start Extract to read

Burma News International (BNI) is a news coalition based in Myanmar (Burma). BNI aggregates and publishes bilingual Burmese and English news content from affiliated news agencies on its online portal. BNI's inclusive representation among the country's ethnic minorities, including the Chin, Karenni, Mon, Rakhine, Rohingya, and Shan, has broadened the depth of news coverage of issues impacting Myanmar's rural areas and border regions.

History 
BNI was launched in 2003 by four independent news agencies based in western Myanmar, near the borders with Bangladesh and India. Over the years, its membership has expanded to include news agencies operating near Myanmar's border with Thailand.

In 2008, in the lead-up to the 2008 Myanmar constitutional referendum, BNI launched a pioneering nationwide survey assessing the Burmese public's sentiment toward the military-drafted 2008 Constitution of Myanmar in 13 of the country's 14 divisions.

Since 2013, it has run the Myanmar Peace Monitor project, which tracks progress and key stakeholders toward peace and reconciliation in the country.

end Extract to read
start Collected material

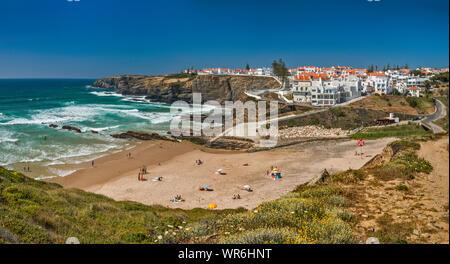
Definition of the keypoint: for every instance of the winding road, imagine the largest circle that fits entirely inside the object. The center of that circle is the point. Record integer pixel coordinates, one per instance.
(440, 112)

end Collected material

--- Task description ---
Reproduce the Burma News International text from "In 2008, in" up to and including "in the country.", substituting "poll" for "survey". Rely on the Burma News International text alone.

--- Answer to the problem ---
In 2008, in the lead-up to the 2008 Myanmar constitutional referendum, BNI launched a pioneering nationwide poll assessing the Burmese public's sentiment toward the military-drafted 2008 Constitution of Myanmar in 13 of the country's 14 divisions.

Since 2013, it has run the Myanmar Peace Monitor project, which tracks progress and key stakeholders toward peace and reconciliation in the country.